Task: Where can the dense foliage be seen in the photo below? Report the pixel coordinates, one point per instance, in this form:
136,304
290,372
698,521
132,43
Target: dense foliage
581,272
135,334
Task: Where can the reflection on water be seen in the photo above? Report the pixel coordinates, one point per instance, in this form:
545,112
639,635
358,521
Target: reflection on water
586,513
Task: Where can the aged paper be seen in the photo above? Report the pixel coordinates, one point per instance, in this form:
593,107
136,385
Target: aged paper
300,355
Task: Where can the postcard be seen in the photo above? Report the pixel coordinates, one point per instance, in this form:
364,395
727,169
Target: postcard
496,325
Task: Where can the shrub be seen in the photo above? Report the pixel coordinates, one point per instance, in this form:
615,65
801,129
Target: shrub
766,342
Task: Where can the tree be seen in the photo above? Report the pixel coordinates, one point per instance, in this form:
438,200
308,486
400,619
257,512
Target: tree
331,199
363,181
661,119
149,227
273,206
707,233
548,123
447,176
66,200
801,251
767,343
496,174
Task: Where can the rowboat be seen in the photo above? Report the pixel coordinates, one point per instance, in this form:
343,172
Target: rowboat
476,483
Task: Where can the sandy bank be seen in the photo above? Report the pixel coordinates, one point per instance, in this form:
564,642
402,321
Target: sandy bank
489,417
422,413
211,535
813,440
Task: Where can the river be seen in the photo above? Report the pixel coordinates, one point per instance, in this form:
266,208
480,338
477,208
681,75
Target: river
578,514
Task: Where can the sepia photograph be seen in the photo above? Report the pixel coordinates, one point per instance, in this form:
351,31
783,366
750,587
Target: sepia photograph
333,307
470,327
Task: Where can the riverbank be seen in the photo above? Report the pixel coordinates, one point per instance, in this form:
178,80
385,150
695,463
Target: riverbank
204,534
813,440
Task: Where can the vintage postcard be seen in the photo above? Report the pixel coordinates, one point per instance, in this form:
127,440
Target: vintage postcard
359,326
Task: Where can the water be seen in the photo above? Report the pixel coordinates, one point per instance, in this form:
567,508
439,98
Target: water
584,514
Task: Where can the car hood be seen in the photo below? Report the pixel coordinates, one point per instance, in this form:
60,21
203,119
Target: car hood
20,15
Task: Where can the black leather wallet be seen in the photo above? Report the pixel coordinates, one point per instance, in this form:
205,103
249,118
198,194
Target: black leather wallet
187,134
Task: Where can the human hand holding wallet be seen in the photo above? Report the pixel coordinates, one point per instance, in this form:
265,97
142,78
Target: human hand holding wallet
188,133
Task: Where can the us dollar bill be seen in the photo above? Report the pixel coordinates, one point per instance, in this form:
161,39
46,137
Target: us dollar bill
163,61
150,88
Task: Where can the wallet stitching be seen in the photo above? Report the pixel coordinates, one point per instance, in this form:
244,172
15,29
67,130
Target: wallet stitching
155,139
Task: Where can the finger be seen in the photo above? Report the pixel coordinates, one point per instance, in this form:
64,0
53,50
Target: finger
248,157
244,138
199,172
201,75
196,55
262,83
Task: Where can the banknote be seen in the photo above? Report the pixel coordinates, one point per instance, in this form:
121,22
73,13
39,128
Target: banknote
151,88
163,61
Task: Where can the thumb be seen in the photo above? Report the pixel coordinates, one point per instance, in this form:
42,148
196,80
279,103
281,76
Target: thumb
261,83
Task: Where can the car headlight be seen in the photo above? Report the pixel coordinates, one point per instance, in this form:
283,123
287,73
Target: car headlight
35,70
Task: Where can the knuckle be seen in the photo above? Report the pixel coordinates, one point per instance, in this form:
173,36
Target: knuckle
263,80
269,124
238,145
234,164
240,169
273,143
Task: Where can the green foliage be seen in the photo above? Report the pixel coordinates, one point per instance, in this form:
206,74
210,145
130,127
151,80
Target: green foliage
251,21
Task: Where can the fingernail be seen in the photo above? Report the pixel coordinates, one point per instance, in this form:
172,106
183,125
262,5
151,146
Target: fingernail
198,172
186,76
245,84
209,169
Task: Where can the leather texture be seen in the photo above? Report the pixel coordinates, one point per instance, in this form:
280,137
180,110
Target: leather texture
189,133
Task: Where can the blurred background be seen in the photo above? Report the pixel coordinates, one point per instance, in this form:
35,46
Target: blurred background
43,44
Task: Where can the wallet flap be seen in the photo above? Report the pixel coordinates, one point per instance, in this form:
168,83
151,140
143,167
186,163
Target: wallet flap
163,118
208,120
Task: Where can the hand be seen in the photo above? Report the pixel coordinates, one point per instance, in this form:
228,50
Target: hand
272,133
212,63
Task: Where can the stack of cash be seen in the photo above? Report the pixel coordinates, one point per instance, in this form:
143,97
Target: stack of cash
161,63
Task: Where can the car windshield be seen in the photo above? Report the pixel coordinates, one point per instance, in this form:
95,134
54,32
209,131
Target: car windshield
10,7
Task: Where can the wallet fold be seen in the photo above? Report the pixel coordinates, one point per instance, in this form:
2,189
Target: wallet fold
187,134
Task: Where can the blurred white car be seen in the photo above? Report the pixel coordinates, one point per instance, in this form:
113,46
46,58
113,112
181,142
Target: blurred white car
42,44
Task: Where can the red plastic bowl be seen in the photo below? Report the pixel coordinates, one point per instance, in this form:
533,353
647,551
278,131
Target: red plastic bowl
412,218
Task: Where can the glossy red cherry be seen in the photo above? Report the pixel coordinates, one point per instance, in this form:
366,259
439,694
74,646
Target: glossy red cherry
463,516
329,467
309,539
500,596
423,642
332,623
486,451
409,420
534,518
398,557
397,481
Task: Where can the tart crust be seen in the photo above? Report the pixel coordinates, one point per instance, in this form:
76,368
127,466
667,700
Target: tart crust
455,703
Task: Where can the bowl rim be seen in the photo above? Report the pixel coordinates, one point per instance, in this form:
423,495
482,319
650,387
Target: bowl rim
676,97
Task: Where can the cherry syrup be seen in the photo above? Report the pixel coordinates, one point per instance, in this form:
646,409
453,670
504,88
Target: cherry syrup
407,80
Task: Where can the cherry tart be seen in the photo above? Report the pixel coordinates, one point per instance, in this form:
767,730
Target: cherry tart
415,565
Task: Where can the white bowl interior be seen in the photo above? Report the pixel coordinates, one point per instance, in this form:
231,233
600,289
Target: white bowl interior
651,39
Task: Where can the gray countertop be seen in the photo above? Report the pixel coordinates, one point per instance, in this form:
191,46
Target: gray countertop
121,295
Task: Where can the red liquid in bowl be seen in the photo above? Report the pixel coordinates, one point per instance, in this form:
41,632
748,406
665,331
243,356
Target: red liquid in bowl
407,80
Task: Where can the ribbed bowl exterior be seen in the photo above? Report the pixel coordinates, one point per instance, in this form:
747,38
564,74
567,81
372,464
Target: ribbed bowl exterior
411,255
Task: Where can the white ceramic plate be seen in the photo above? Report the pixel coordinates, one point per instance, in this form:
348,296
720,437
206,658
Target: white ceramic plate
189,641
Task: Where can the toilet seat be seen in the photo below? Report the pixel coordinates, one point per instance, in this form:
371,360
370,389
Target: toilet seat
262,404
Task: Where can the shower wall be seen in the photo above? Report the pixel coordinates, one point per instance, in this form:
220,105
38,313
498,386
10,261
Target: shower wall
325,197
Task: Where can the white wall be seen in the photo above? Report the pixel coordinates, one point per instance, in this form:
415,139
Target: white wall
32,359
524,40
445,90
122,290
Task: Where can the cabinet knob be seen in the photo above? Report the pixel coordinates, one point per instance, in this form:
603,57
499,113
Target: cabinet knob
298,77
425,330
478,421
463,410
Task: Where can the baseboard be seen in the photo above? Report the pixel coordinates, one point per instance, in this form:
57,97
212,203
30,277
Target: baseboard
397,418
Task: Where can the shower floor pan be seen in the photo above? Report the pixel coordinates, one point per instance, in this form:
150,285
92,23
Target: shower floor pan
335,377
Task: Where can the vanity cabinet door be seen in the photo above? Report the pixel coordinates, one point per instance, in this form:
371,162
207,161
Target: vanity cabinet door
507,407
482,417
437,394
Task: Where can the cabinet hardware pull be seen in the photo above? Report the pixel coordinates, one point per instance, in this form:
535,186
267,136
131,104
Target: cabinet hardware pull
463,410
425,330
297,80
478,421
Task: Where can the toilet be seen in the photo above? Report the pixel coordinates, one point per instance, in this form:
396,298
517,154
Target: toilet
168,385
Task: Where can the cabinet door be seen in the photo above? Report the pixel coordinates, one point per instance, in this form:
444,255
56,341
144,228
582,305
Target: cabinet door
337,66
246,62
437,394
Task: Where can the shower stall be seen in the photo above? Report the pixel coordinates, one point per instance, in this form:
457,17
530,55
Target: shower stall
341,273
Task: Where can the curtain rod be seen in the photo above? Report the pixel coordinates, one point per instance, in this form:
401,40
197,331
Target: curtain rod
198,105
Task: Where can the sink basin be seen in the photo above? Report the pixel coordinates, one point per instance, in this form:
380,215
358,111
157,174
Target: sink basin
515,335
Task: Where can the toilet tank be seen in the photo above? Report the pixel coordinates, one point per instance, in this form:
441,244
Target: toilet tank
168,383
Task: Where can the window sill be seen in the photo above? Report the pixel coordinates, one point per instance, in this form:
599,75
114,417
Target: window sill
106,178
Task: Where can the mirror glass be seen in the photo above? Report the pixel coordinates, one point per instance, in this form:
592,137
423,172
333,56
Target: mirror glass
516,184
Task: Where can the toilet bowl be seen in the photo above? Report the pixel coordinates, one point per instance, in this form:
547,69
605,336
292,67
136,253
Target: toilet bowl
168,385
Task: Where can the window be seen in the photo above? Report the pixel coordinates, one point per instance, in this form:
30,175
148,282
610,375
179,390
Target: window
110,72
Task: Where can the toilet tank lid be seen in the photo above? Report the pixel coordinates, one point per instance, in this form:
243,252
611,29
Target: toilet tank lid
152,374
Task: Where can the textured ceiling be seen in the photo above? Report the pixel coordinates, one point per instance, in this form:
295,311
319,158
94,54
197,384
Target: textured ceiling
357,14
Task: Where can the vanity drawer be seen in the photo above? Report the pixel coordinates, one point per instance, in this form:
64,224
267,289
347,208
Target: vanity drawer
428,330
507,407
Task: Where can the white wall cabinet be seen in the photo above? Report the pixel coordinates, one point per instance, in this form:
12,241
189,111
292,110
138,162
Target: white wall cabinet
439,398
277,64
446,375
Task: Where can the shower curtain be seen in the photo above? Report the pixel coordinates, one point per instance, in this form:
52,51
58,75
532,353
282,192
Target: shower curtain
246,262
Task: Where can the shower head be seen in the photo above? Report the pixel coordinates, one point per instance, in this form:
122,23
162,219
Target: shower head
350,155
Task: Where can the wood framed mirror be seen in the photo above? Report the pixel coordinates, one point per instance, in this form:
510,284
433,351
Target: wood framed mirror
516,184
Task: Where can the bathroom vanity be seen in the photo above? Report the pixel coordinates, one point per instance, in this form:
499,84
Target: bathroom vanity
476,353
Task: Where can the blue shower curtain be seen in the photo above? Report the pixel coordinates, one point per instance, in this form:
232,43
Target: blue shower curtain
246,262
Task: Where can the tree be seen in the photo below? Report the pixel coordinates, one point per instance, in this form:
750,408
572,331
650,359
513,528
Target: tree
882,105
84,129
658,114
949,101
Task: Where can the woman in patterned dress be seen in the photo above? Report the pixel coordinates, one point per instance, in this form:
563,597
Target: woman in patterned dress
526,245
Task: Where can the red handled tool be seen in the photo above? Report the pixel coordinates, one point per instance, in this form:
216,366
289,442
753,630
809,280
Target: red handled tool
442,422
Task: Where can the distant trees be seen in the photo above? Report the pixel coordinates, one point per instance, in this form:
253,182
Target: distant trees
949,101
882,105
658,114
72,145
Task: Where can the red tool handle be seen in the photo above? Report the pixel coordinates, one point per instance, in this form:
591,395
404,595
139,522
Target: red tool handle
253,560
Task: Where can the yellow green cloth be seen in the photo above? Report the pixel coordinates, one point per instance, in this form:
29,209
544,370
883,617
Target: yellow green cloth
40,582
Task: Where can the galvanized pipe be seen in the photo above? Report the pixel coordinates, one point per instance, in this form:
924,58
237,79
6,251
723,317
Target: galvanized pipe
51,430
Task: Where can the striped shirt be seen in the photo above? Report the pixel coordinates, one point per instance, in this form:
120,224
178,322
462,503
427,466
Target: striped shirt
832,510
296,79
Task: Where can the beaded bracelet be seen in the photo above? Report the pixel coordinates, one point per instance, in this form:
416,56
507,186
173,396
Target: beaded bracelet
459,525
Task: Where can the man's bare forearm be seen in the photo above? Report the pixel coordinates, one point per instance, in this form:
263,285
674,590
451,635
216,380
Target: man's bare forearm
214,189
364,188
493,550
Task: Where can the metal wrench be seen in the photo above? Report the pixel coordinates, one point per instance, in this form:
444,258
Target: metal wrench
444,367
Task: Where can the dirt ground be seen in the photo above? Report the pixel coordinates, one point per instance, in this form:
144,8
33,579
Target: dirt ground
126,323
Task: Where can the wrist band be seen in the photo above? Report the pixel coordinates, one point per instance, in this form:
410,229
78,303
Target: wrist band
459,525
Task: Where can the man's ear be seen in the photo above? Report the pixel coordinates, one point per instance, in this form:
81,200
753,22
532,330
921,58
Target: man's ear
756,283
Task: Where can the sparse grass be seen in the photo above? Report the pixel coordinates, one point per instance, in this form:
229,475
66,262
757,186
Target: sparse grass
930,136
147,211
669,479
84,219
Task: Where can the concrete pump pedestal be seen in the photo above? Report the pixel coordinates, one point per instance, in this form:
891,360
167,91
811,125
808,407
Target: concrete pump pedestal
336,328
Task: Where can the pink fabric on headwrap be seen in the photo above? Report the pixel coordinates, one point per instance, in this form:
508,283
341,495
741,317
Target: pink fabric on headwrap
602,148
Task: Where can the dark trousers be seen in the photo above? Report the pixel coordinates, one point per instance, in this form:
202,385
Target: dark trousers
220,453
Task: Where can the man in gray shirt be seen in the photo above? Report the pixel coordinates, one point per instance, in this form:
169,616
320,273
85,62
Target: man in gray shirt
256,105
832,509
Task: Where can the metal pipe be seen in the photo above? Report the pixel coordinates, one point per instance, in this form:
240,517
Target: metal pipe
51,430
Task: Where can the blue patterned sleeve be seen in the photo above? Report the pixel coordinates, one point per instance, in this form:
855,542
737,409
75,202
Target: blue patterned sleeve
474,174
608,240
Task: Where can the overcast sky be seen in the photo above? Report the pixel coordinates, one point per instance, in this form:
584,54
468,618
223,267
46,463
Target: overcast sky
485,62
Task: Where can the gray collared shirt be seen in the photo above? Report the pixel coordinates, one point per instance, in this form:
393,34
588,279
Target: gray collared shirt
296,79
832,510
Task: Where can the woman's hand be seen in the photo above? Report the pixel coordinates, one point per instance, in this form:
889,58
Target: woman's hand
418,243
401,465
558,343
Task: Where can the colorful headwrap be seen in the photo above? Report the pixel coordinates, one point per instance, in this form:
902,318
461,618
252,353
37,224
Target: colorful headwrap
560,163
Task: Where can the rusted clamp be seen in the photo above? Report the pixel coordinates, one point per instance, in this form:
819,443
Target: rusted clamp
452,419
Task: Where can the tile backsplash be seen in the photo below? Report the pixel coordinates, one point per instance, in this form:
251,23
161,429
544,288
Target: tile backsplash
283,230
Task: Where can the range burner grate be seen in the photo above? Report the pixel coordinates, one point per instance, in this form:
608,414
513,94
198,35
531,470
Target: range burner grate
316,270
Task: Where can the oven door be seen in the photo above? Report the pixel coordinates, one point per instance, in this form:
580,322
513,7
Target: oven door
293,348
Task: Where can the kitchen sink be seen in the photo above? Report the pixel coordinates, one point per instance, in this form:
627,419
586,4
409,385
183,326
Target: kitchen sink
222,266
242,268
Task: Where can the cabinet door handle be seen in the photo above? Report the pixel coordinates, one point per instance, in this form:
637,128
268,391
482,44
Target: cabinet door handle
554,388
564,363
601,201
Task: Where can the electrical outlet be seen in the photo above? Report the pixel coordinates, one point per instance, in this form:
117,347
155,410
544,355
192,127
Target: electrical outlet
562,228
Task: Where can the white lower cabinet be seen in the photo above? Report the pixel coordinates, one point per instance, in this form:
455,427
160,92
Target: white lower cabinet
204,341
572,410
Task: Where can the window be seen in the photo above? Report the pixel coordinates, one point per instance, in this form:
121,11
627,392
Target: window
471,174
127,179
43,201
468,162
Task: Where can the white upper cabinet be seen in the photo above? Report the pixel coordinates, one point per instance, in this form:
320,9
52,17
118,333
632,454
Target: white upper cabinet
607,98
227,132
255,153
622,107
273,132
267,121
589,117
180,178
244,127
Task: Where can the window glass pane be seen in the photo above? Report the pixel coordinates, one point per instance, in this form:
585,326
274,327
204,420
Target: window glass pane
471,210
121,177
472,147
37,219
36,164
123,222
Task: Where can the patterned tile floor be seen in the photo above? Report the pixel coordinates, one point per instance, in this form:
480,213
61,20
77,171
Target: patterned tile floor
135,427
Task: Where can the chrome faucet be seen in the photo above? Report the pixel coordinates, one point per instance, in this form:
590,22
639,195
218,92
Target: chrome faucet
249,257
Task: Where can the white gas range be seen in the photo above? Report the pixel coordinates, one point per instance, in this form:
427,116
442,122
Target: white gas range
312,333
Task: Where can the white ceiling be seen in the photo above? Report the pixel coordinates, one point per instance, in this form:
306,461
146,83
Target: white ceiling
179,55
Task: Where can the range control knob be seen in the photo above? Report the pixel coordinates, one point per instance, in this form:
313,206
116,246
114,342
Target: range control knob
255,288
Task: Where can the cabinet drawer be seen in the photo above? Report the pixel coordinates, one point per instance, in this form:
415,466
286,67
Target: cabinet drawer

____________

__EXERCISE DESCRIPTION__
Every line of the records that includes the word "below" should be gathered.

__RESULT FOR THIS EXERCISE__
Task: Where can the dense foliage be seen in the photo below? Report the pixel coordinates, one point per instance, in this form:
Task: Where can the car hood be seen in the photo below? Report the pixel coordinates, one point per instance, in this form:
Task: Where can the red plastic bowl be seen in the photo below? Report the pixel coordinates, one point per instance, in this form:
Task: Where can the toilet seat be seen in the photo below? Report the pixel coordinates, one point per instance, in this form:
Task: Where can the tree be seen in the photo below? Report the pixel coordinates, one point per instance, in this form:
Task: Where can the tile backsplash be seen in the photo below? Report the pixel coordinates, one point per instance, in this form:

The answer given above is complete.